------ SUPPLIED TEXT

You may specify as many rules as necessary to define the desired list of images.
After you have filtered the file list, press the "Apply" button to update the view of the file list. You can also toggle the "Show file excluded by filters" box to modify the display of the files:
- Checking this box will show all the files in the list, with the files that have been filtered out shown as grayed-out entries.
- Not checking this box will only show the files in the list that pass the filter(s).
What do I get as output?
The final product of the
Images module is a file list in which any files that are not intended for further processing have been removed, whether manually or using filtering. This list will be used when collecting metadata (if desired) and when assembling the image sets in NamesAndTypes. The list can be filtered further in NamesAndTypes to specify, for example, that a subset of these images represents a particular wavelength.
Settings:
Filter images?
The
Images module will pass all the files specified in the file list
panel downstream to have a meaningful name assigned to it (so other modules can
access it) or optionally, to define the relationships between images and associated
metadata. Enabling file filtering will allow you to specify a subset of the files
from the file list panel by defining rules to filter the files. This approach is
useful if, for example, you drag-and-dropped a folder onto the file list panel
which contains a mixture of images that you want to analyze and other files that
you want to ignore.
Several options are available for this setting:
- No filtering: Do not enable filtering; all files in the File list
panel will be passed to downstream modules for processing. This option can be
selected if you are sure that only images are specified in the list.
- Images only: Only image files will be passed to downstream
modules. The permissible image formats are provided by a library called Bio-Formats; see
here for the formats available.
- Custom: Specify custom rules for selecting a subset of
the files from the File list panel. This approach is useful if, for example, you
drag-and-dropped a folder onto the File list panel which contains a mixture of images
that you want to analyze and other files that you want to ignore.

------------

→ EXERCISE DETAILS: In the Images module documentation, what happens to the file list display when the "Show file excluded by filters" box is checked?

------ DATASET

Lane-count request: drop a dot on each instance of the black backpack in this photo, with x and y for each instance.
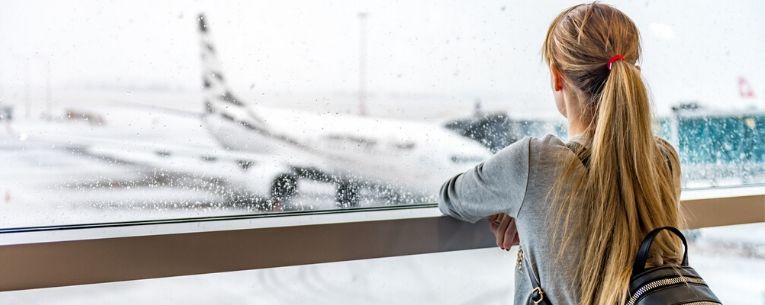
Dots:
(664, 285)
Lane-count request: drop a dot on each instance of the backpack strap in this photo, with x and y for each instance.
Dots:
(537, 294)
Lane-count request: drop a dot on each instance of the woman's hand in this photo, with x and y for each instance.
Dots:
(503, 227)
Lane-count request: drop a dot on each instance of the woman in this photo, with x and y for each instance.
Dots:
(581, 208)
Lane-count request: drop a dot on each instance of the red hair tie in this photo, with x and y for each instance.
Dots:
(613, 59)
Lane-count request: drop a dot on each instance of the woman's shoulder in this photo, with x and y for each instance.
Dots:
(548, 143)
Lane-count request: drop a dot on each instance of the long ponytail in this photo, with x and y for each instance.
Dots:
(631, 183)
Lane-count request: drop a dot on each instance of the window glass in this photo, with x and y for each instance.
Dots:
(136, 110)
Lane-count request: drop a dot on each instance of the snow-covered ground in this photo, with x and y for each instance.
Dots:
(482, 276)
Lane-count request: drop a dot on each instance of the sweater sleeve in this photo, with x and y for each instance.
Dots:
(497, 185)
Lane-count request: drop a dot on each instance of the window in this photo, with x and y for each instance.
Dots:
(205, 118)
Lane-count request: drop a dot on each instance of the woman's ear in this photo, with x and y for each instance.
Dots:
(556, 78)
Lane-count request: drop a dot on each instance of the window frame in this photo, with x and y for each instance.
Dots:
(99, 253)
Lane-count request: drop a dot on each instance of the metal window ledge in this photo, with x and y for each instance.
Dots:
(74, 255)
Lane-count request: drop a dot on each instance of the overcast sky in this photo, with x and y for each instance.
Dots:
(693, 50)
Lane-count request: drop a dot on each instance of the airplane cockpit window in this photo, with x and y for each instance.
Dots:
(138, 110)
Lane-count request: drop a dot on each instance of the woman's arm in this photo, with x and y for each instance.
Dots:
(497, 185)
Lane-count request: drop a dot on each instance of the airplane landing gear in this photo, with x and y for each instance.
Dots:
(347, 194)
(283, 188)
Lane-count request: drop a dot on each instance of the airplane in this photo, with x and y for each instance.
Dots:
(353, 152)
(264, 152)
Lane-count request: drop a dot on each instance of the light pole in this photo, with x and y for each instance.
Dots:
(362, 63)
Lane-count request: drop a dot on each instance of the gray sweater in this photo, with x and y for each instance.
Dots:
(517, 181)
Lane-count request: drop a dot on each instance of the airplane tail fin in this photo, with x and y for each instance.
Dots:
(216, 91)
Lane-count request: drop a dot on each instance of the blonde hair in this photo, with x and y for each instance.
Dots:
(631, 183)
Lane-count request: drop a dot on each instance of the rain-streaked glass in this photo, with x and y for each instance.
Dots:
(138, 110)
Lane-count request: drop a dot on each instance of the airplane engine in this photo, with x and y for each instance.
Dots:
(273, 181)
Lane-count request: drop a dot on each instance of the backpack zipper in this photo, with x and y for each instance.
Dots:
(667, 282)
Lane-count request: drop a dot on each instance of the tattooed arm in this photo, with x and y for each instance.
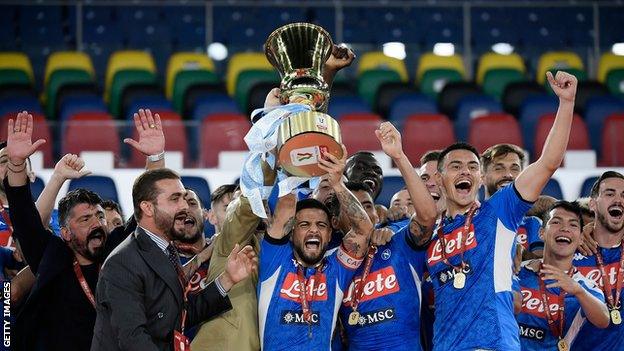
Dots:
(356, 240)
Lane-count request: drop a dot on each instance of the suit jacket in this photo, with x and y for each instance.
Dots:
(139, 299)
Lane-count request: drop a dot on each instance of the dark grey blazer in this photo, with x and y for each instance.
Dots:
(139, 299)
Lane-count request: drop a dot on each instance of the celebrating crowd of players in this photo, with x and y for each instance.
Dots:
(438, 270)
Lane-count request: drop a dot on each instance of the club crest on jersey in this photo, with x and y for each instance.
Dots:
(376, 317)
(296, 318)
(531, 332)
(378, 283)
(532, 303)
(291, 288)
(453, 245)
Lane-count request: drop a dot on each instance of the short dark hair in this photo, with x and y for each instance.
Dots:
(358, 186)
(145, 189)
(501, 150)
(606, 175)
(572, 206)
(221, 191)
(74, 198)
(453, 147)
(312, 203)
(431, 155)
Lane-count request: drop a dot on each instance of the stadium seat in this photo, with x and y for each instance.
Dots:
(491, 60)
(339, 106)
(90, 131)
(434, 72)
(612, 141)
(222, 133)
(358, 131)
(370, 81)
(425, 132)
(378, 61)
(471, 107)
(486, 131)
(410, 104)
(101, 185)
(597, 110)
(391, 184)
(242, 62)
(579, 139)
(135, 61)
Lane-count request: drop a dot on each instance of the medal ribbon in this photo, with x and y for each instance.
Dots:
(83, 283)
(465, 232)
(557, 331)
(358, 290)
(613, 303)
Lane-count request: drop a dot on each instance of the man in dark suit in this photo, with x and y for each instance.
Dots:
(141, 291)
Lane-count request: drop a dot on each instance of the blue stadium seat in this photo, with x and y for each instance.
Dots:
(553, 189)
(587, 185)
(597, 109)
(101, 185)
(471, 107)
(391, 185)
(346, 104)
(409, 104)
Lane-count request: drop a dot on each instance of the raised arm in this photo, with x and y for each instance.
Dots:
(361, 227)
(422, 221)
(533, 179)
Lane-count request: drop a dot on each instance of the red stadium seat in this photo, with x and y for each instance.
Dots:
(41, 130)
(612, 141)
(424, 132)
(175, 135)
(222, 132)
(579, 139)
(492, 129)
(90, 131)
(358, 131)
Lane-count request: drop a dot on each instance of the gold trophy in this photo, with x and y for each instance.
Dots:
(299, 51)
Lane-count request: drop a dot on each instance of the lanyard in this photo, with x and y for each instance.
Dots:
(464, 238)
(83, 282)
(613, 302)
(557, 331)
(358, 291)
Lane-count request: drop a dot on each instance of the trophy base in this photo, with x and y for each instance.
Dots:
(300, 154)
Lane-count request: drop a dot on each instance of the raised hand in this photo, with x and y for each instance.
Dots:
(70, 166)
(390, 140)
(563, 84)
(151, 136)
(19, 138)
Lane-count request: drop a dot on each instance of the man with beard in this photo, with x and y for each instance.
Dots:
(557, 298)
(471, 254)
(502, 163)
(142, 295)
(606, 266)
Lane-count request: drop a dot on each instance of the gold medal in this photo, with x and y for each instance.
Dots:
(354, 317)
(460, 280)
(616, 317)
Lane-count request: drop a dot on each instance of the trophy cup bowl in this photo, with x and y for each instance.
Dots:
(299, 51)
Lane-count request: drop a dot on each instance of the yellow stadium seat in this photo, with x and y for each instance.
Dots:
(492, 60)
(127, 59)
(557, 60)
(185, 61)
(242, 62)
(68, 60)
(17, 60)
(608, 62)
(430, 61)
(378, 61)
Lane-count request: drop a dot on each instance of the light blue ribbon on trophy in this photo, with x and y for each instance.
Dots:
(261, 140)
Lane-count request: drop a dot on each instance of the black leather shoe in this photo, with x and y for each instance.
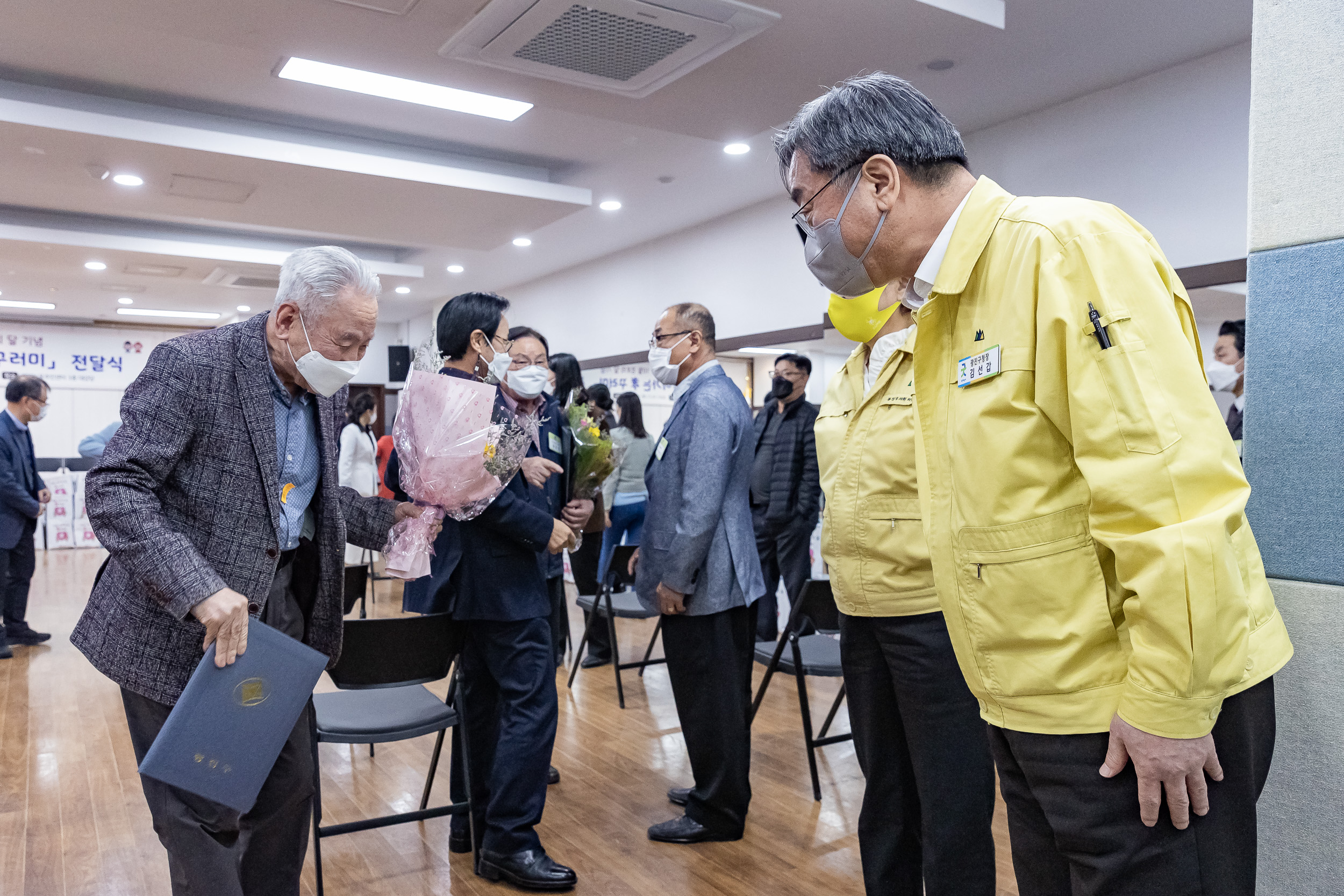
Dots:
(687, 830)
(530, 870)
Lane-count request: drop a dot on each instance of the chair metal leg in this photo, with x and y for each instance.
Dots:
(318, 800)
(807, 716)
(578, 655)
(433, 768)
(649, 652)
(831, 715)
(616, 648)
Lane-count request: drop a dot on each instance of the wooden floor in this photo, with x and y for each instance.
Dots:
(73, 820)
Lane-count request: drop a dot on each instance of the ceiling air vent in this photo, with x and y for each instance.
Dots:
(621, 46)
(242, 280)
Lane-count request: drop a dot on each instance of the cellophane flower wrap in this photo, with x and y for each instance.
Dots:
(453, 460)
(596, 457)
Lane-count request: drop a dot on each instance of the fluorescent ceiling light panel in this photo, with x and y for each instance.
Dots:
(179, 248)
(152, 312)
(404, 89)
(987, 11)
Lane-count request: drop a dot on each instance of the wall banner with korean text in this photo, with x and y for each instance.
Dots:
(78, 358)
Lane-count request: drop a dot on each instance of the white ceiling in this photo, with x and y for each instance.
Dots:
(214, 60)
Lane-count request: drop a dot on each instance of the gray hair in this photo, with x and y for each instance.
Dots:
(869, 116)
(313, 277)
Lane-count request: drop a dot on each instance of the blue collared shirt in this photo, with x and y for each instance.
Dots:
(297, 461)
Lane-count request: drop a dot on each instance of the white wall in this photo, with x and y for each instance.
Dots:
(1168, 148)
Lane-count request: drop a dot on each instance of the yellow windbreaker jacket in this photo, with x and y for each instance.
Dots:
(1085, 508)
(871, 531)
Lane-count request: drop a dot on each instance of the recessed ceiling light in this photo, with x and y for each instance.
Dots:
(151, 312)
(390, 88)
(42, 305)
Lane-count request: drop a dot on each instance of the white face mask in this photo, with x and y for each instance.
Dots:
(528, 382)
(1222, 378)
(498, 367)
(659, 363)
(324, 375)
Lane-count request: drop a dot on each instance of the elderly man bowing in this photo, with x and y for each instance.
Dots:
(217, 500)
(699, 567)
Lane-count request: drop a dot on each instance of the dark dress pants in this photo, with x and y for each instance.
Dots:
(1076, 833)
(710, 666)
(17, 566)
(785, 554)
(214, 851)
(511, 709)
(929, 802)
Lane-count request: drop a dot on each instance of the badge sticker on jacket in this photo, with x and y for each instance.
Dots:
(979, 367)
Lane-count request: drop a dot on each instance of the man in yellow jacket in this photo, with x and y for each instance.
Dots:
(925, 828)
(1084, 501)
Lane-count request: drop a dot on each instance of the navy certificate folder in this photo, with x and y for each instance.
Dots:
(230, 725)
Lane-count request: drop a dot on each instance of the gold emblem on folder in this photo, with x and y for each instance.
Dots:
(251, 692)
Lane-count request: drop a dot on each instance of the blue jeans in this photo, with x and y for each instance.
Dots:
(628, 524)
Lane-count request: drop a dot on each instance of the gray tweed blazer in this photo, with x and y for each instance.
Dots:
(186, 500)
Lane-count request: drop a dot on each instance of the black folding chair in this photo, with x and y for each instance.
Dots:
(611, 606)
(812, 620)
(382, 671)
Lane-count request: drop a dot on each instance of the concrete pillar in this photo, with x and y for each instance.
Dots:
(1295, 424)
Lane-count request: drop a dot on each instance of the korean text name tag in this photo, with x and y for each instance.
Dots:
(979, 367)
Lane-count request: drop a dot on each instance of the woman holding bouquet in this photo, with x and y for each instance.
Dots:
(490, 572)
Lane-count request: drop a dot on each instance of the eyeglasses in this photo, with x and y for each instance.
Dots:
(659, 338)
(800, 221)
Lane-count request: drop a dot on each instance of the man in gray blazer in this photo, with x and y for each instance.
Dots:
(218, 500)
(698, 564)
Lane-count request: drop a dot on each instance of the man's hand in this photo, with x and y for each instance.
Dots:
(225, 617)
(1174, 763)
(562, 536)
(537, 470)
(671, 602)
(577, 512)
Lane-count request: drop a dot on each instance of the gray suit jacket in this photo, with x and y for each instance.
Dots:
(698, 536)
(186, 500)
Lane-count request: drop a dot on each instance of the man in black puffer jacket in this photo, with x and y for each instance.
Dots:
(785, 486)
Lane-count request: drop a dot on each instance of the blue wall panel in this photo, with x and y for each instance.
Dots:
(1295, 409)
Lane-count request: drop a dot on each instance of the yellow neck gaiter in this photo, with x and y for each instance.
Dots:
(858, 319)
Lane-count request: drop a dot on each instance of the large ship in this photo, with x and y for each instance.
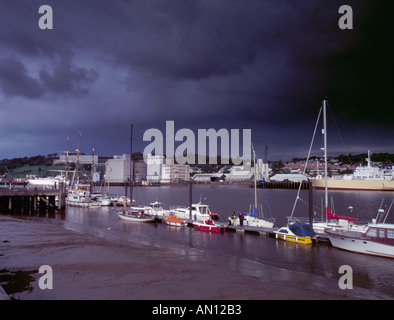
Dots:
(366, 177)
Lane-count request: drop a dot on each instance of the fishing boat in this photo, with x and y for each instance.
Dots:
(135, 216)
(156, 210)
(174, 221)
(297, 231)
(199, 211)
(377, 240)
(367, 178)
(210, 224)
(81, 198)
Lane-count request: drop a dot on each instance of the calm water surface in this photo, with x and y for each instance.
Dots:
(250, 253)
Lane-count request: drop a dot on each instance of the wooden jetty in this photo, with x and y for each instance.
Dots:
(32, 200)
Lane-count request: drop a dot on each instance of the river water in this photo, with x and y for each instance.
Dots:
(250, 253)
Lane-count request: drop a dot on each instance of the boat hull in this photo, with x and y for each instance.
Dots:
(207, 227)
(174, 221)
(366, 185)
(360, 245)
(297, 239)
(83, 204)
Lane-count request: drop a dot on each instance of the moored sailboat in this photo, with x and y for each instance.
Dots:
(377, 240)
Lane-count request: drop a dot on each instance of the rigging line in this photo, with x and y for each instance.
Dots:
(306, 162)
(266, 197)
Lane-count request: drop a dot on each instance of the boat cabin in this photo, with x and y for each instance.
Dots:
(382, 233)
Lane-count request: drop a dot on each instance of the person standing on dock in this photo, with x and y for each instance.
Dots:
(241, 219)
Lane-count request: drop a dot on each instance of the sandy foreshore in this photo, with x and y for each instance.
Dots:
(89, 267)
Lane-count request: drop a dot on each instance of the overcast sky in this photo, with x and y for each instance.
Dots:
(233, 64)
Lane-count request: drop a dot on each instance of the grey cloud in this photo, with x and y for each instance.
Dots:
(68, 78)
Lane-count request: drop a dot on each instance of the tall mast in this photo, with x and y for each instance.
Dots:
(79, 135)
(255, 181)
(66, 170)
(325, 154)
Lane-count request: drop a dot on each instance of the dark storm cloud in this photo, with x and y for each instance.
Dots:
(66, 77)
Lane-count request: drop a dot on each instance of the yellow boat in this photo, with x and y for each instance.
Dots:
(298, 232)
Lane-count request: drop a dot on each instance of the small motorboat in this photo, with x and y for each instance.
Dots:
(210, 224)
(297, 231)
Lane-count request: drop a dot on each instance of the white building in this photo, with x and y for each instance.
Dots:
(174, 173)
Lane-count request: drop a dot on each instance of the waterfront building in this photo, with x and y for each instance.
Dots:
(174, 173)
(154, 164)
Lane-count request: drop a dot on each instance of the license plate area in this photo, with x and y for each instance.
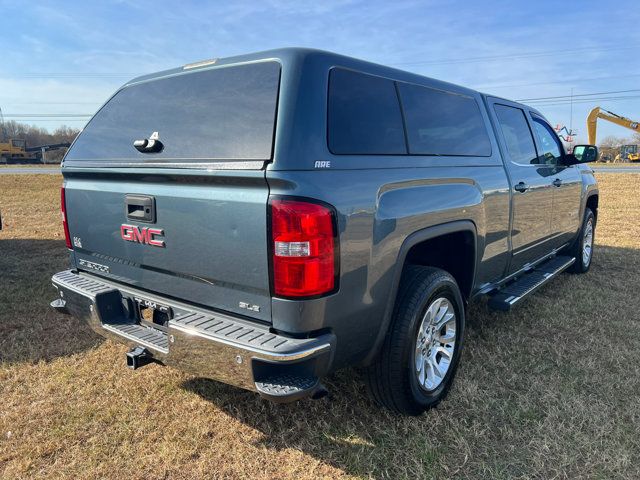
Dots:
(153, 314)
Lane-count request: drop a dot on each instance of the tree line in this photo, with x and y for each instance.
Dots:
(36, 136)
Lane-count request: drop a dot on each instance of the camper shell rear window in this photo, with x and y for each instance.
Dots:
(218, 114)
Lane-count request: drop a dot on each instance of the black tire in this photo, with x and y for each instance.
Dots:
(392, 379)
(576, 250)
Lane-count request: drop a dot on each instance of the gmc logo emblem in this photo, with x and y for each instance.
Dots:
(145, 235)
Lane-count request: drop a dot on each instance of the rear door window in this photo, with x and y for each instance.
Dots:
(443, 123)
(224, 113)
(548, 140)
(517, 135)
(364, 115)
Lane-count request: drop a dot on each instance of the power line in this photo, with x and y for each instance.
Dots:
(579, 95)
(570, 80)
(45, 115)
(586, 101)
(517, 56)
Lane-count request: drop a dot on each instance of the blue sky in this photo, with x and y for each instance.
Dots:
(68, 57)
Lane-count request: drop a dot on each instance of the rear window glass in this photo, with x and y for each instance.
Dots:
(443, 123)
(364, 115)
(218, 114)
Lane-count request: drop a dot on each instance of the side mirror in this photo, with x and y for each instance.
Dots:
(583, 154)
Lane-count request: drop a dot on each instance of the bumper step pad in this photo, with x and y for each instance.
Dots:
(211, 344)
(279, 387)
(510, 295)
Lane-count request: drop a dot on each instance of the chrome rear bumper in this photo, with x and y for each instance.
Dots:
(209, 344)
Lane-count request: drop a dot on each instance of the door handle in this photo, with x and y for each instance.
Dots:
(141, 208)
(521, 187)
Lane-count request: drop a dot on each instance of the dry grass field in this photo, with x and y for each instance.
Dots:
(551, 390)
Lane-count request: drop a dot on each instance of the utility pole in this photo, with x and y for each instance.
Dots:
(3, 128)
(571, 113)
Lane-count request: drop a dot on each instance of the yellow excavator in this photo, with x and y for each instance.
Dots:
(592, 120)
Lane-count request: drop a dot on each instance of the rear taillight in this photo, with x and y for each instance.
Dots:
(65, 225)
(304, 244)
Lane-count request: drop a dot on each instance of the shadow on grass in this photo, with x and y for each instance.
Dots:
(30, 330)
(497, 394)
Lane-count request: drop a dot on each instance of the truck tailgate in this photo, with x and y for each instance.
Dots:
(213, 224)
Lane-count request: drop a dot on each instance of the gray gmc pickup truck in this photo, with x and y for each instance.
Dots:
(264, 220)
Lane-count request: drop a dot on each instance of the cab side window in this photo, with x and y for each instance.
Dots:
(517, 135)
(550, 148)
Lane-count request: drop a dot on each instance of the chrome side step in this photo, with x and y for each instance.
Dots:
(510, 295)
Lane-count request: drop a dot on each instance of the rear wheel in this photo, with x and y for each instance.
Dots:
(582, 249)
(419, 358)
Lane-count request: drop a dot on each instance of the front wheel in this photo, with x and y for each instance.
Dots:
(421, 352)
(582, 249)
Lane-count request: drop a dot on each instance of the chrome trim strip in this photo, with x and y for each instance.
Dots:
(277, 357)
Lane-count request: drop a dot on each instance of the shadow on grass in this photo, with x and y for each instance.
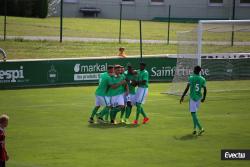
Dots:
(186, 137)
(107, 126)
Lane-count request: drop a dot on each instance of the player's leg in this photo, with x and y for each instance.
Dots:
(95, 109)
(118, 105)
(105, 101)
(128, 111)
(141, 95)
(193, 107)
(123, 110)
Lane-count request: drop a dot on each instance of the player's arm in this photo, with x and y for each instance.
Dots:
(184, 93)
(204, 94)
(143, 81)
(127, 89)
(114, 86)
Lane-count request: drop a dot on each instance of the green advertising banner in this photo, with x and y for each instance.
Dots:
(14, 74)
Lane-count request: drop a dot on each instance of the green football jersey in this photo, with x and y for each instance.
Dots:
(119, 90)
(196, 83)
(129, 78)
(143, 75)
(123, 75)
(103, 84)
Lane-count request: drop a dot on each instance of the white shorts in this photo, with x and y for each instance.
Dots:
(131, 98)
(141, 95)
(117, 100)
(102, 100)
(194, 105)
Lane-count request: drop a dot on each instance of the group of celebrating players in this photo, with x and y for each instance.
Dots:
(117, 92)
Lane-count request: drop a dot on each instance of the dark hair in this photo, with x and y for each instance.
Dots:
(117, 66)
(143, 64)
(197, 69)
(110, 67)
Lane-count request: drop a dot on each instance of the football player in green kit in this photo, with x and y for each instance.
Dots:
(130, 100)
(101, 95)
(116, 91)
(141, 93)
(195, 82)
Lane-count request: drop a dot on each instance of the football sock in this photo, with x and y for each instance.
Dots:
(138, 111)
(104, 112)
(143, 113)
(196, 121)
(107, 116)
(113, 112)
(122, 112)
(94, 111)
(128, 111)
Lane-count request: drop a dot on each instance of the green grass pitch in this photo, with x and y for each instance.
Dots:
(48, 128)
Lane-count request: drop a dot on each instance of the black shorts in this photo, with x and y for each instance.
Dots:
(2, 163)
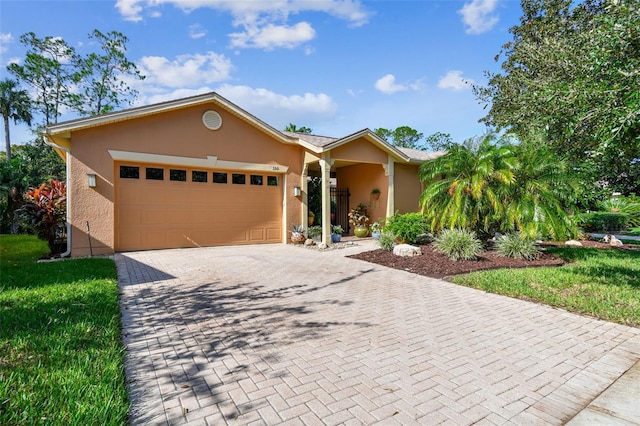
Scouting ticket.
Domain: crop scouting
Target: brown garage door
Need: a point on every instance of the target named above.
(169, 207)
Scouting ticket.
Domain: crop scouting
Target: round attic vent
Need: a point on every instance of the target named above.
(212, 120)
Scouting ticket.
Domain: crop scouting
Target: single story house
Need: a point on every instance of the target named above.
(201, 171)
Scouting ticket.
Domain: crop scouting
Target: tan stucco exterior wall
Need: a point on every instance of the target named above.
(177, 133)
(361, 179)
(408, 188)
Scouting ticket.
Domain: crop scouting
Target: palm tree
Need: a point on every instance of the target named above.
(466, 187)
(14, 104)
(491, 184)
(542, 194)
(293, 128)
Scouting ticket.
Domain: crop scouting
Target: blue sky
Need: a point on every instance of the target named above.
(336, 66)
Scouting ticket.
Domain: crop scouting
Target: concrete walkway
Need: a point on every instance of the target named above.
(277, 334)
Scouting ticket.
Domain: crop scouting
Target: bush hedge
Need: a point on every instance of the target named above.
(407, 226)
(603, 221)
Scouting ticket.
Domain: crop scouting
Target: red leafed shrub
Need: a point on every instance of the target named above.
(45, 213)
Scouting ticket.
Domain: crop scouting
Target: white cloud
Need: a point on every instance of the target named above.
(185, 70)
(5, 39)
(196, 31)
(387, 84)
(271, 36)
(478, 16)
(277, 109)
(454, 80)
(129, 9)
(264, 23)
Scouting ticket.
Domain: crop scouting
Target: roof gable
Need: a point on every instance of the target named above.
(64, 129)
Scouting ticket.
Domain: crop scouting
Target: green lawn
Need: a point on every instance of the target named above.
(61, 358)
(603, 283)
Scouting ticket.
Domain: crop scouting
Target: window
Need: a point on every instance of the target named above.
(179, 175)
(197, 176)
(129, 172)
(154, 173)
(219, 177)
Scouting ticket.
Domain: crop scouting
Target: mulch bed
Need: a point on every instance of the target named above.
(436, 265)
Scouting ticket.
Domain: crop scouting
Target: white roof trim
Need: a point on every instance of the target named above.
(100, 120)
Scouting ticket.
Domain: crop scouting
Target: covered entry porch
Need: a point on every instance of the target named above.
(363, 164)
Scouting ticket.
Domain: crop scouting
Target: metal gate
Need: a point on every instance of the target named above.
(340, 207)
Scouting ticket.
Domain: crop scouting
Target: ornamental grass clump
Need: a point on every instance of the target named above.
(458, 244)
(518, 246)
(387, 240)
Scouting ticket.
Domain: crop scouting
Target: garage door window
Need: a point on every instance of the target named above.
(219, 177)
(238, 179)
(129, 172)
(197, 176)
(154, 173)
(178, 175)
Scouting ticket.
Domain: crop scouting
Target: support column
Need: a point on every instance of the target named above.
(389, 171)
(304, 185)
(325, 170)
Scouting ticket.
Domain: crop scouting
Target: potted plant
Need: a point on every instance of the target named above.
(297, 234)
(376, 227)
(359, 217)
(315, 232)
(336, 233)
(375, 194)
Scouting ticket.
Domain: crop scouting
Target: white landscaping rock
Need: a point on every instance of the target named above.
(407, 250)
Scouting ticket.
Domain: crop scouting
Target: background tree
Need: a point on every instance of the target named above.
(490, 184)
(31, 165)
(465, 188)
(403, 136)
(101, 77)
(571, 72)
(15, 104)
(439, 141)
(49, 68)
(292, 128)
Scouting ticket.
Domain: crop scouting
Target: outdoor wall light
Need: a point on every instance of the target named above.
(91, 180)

------------

→ WRITTEN SOLUTION: All the files in the list are shown, and the files that have been filtered out appear as grayed-out entries.